### 阅读摘录
————————

ContentExtract/module/statistic/K-means.py

import urllib.request
from bs4 import BeautifulSoup
import re
import time
import requests
import jieba
import numpy as np
import Utils
import htmlDrawing as hd
from Utils import findAllIndex
import gzip
import io


def analysis(url):
    '''
    @summary: 分析网页，做正文、标题、时间的抽取，只针对正文内容占整个网页文本的大部分的网页
    @param:
        url: 要提取的网页
    @return: type:dict 正文、标题、时间的字典
    '''
    
    def delStopTags(soup,stopTags):
        '''
        @summary: 从网页DOM树中删除所有的停用标签
        @param:
            soup: 网页DOM树
            stopTags: 停用标签
        @return: 网页DOM树
        '''
        for item in stopTags:
            for tag in soup.find_all(item):
                tag.decompose()
        return soup
        
    
    def recursiveStatistic(soup):
        '''
        @summary: 递归统计标签的字数，停用词数，标点符号数
        @param:
            soup: 网页的DOM树
            stopTags: 停用标签
            stopWords_pattern: 停用词正则
            punctuationWords_pattern: 标点符号正则
            parent_code: 父节点编码
        @return: 经过信息统计的DOM树
        '''
        def getParent(child):
            if len(child.parent.find_all(recursive=False))>1:
                return child.parent
            else:
                return getParent(child.parent)
        childs = soup.find_all(recursive=False)
        if len(childs)==0:
            if (soup.name in ["a"] and "href" in soup.attrs) or soup.name in ["input"] or "onclick" in soup.attrs or soup.parent.name in ["a"] or soup.parent.parent.name in ["a"]:
                soup.Ncontent_leaf_count = 1
            else:
                soup.Ncontent_leaf_count = 0
            soup.leaf_count = 1
            soup.leaf_is = True
            text = soup.get_text()
            soup.words_set = set(jieba.cut(text))
            soup.tag_set = set([soup])
            #print(soup.name,soup.parent.name,soup.parent.get_text())
            return soup.leaf_count,soup.Ncontent_leaf_count,soup.words_set,soup.tag_set
        else:
            leaf_count = 0
            Ncontent_leaf_count = 0
            words_set = set()
            tag_set = set()
            for child in childs:
                result = recursiveStatistic(child)
                leaf_count += result[0]
                Ncontent_leaf_count += result[1]
                words_set = words_set | set(jieba.cut(child.get_text()))
                tag_set = tag_set | result[3]
            soup.leaf_count = leaf_count
            soup.Ncontent_leaf_count = Ncontent_leaf_count
            soup.leaf_is = False
            soup.words_set = words_set
            soup.tag_set = tag_set
            return leaf_count,Ncontent_leaf_count,words_set,tag_set
    
    def getInputOfKmeans(soup):
        
        def getPatent(child):
            if child.parent.leaf_count>1:
                return child.parent
            else:
                return getPatent(child.parent)
        
        prob_content = 0.5
        prob_Ncontent = 1
        node_list = []
        feature_list = []
        
        for child in soup.find_all(recursive=True):
            if child.leaf_is:
                parent = getPatent(child)
                if child.Ncontent_leaf_count>0:
                    feature = prob_Ncontent*parent.Ncontent_leaf_count/parent.leaf_count
                else:
                    feature = prob_content*parent.Ncontent_leaf_count/parent.leaf_count
                node_list.append(child)
                feature_list.append(feature)

————————

### 任务要求
请逐字照抄上面这段网页正文抽取代码中的一部分：从含有“prob_content = 0.5”的那句开始，到“parent = getPatent(child)”结束。

### 数据内容
————————

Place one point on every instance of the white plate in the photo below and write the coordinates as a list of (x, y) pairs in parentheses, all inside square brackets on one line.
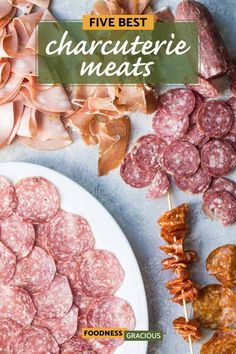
[(107, 233)]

————————

### 本题结果
prob_content = 0.5
        prob_Ncontent = 1
        node_list = []
        feature_list = []
        
        for child in soup.find_all(recursive=True):
            if child.leaf_is:
                parent = getPatent(child)